[Problem]: Convert everything from the beginning of the records down to the line containing "x=215, y=150", inclusive, into a JSON list of strings with one string per line, omitting any blank lines.

[Some records]
------------------------------------

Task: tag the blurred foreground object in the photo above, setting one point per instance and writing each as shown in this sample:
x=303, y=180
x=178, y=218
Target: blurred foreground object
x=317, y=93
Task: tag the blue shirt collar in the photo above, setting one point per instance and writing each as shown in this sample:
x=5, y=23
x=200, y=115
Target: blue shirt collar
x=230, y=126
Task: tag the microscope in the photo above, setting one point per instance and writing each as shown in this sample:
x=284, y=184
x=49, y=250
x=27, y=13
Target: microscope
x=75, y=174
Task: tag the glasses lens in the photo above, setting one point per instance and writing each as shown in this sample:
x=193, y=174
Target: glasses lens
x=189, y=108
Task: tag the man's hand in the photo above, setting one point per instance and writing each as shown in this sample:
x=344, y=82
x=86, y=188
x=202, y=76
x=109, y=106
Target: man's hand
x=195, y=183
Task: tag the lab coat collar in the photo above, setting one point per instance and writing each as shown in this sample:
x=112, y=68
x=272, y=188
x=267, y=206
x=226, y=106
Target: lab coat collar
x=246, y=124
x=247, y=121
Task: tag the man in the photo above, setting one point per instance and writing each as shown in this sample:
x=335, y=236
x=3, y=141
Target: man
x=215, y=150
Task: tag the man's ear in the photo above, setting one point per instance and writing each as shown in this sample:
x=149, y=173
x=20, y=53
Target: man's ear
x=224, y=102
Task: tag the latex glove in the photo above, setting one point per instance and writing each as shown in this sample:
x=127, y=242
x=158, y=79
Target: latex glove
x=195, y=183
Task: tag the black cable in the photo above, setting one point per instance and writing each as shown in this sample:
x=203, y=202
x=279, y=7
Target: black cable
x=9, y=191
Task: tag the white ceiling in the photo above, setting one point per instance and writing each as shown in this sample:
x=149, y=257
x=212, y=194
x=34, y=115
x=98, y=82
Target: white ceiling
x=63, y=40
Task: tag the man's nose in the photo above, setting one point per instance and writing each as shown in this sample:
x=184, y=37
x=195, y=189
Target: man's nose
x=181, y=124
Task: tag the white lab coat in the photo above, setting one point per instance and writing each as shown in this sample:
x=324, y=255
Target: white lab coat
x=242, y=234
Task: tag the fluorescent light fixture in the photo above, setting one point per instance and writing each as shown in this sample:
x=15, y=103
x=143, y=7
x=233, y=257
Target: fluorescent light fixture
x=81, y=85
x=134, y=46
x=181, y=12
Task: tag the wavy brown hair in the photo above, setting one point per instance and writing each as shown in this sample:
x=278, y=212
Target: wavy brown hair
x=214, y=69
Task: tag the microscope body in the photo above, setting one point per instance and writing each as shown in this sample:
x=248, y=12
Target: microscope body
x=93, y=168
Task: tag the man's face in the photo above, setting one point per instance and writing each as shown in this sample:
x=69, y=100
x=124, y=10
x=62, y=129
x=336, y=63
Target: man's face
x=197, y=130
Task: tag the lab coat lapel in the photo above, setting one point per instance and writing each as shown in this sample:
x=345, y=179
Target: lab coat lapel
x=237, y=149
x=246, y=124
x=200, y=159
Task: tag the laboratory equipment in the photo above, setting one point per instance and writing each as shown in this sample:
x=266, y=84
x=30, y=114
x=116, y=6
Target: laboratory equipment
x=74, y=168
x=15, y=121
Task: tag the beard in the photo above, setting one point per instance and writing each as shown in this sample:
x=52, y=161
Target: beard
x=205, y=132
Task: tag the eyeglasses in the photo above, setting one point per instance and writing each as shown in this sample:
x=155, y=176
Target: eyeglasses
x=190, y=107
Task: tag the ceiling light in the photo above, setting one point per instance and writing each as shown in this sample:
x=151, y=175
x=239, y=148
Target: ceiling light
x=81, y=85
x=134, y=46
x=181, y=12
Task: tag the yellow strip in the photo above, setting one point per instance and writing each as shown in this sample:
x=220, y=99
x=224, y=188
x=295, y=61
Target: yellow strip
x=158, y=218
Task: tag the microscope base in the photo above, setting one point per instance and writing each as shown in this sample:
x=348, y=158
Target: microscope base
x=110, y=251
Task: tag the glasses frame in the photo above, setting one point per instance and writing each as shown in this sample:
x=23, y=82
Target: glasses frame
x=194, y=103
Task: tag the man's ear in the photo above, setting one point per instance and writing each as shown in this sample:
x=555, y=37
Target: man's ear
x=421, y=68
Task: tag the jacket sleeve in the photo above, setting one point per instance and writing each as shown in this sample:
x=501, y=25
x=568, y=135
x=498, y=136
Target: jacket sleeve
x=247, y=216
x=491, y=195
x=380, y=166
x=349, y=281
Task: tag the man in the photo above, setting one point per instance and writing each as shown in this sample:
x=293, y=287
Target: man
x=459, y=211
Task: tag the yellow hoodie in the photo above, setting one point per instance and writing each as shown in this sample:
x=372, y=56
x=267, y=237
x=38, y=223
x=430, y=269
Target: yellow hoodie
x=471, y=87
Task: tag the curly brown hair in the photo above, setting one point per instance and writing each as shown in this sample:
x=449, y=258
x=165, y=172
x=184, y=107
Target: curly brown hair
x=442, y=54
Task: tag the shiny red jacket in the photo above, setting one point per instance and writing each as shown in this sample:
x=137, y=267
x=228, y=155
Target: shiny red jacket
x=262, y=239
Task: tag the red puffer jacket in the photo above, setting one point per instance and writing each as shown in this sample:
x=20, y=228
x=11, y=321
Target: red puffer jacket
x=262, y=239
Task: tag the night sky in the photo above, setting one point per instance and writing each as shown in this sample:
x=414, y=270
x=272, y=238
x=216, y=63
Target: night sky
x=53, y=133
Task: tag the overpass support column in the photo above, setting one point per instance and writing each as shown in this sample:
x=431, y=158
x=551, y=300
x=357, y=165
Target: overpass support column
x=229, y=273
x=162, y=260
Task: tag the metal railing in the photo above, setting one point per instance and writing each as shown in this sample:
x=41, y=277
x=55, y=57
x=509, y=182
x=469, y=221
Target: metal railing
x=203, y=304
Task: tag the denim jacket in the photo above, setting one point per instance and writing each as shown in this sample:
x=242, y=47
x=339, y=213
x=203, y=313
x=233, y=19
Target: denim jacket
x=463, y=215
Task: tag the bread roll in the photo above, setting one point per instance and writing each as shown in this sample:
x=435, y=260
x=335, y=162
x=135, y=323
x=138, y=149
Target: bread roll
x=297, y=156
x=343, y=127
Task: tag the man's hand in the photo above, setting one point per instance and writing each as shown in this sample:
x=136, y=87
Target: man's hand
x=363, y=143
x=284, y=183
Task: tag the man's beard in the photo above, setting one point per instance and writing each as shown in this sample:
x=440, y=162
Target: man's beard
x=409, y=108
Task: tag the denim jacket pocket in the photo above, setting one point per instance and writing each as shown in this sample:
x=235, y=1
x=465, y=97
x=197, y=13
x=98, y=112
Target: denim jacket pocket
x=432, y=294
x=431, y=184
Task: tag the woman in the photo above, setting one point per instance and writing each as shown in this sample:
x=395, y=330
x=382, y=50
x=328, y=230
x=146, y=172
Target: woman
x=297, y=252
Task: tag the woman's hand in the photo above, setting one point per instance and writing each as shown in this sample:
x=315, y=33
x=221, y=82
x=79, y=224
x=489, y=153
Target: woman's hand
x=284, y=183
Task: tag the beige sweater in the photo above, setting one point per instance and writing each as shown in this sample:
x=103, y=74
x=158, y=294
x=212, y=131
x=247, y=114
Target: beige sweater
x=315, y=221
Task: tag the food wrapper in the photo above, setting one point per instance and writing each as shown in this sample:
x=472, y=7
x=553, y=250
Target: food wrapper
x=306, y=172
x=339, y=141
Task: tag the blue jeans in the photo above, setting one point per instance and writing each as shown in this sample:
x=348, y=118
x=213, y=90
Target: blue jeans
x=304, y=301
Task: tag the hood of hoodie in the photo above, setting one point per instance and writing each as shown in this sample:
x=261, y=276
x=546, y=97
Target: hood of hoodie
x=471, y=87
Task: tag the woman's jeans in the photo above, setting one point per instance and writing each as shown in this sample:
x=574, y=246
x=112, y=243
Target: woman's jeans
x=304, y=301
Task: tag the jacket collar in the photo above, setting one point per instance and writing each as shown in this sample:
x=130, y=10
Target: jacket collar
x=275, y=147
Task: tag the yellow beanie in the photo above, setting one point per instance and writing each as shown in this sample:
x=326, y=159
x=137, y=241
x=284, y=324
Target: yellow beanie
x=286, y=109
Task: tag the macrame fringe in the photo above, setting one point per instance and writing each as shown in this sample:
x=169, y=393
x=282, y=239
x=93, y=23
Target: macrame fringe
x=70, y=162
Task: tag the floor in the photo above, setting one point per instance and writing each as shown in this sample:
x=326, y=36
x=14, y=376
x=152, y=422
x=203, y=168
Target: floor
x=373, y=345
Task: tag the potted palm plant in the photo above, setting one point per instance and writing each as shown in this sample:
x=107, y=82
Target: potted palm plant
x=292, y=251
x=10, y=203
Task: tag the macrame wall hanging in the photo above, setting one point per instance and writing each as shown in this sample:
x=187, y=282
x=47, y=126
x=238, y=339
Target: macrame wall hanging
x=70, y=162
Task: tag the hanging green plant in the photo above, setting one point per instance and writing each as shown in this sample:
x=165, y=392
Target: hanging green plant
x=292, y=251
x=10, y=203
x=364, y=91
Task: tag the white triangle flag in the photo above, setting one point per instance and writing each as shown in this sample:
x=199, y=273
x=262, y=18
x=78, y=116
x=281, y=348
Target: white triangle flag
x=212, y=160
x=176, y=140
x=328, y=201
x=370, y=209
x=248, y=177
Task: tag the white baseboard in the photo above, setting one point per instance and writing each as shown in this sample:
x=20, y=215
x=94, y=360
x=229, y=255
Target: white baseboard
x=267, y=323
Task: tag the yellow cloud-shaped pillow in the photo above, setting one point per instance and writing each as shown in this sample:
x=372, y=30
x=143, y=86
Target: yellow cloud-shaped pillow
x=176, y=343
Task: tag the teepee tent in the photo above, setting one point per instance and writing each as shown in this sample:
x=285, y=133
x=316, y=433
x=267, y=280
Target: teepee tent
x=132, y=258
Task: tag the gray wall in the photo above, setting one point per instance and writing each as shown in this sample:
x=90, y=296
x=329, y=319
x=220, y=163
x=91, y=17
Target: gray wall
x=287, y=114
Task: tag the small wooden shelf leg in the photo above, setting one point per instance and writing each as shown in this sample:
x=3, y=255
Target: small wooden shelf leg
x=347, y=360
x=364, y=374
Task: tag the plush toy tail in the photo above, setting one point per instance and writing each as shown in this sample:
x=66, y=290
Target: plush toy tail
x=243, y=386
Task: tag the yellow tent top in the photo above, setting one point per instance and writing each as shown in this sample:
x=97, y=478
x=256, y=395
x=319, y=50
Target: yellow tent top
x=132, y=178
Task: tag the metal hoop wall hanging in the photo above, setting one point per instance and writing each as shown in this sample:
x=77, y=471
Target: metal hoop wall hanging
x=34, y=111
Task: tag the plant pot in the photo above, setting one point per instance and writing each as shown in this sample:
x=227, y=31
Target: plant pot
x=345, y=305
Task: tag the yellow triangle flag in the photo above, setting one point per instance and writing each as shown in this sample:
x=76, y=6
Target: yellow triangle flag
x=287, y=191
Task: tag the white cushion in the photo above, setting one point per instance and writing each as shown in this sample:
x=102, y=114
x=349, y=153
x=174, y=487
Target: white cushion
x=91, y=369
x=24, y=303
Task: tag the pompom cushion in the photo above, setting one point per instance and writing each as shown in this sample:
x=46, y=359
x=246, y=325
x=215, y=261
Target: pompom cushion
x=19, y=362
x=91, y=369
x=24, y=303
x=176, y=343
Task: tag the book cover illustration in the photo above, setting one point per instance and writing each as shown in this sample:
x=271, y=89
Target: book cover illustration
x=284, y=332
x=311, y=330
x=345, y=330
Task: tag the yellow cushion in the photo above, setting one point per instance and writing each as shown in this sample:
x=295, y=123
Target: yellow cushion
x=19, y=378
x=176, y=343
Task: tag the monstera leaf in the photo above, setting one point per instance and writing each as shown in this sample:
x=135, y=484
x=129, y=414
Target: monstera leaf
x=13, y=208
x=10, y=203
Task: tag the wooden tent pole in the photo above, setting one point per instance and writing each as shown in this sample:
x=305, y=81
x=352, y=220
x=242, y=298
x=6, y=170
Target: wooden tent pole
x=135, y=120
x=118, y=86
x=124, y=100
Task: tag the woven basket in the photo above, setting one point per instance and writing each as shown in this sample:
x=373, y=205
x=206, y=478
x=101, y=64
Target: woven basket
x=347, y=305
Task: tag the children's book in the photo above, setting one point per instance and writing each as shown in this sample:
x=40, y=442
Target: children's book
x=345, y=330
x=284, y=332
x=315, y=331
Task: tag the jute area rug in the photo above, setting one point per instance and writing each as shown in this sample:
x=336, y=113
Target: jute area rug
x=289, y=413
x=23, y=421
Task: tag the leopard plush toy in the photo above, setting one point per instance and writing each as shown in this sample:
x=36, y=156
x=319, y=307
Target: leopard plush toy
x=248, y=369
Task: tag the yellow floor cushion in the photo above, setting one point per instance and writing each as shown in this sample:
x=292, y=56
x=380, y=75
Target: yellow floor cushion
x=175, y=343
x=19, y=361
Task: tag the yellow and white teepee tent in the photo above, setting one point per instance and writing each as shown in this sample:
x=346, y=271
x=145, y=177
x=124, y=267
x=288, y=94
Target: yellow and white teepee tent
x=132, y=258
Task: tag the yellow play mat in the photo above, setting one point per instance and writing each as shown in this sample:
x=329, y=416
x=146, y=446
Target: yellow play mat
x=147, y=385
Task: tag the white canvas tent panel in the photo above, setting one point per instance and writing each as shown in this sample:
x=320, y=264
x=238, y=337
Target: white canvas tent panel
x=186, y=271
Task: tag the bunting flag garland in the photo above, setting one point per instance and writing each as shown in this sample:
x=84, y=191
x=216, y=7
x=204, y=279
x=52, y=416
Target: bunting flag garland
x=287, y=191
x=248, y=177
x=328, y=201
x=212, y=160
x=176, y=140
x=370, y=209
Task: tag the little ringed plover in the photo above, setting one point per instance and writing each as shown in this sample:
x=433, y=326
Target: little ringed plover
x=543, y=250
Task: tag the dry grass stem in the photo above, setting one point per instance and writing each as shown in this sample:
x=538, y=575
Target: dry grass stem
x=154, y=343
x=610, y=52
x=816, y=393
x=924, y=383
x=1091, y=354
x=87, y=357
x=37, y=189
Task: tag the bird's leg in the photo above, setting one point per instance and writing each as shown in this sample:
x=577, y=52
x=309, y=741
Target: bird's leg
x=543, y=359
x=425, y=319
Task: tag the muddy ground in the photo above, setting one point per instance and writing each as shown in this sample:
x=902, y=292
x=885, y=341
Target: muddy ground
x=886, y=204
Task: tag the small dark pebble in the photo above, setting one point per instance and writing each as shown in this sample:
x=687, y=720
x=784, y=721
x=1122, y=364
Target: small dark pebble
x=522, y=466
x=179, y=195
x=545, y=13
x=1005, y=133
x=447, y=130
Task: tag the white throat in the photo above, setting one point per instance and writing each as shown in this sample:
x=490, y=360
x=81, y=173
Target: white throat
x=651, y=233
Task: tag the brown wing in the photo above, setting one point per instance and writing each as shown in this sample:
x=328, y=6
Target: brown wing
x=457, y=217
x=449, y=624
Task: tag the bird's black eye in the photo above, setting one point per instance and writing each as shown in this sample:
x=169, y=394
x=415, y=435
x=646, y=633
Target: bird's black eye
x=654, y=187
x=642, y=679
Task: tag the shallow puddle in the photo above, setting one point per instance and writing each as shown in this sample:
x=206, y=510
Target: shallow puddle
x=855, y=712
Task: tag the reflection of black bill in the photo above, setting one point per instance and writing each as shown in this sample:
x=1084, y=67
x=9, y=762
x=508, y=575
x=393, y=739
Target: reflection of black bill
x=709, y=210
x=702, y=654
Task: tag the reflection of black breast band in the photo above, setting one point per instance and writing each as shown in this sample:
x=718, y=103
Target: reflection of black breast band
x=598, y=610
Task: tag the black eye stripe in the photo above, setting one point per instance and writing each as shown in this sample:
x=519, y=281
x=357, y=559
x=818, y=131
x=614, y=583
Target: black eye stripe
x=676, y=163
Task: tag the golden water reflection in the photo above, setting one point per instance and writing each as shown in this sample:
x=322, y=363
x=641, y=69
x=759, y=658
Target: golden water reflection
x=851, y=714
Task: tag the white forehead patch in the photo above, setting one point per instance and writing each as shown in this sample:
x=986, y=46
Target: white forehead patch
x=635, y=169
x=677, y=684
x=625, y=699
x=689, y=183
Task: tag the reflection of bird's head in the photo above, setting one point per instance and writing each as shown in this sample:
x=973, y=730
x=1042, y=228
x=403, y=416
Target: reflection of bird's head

------------------------------------

[Answer below]:
[
  "Task: tag the blurred foreground object in the photo above, setting one point per instance and writing each as shown in this sample:",
  "x=303, y=180",
  "x=178, y=218",
  "Target: blurred foreground object",
  "x=317, y=93",
  "Task: tag the blue shirt collar in the photo above, setting one point per instance and writing each as shown in this sample:",
  "x=5, y=23",
  "x=200, y=115",
  "Target: blue shirt collar",
  "x=230, y=126",
  "Task: tag the microscope in the photo above, setting one point per instance and writing each as shown in this sample:",
  "x=284, y=184",
  "x=49, y=250",
  "x=27, y=13",
  "Target: microscope",
  "x=75, y=174",
  "Task: tag the glasses lens in the photo above, setting one point per instance and writing each as shown in this sample:",
  "x=193, y=174",
  "Target: glasses lens",
  "x=189, y=108",
  "Task: tag the man's hand in the photo above, setting one point per instance and writing each as shown in this sample:",
  "x=344, y=82",
  "x=86, y=188",
  "x=202, y=76",
  "x=109, y=106",
  "Target: man's hand",
  "x=195, y=183",
  "Task: tag the lab coat collar in the photo above, setting one point per instance and writing each as shown in this sample:",
  "x=112, y=68",
  "x=272, y=188",
  "x=267, y=206",
  "x=226, y=106",
  "Target: lab coat collar",
  "x=246, y=124",
  "x=247, y=121",
  "Task: tag the man in the photo above, setting one point per instance and writing each as shown in this sample:",
  "x=335, y=236",
  "x=3, y=141",
  "Target: man",
  "x=215, y=150"
]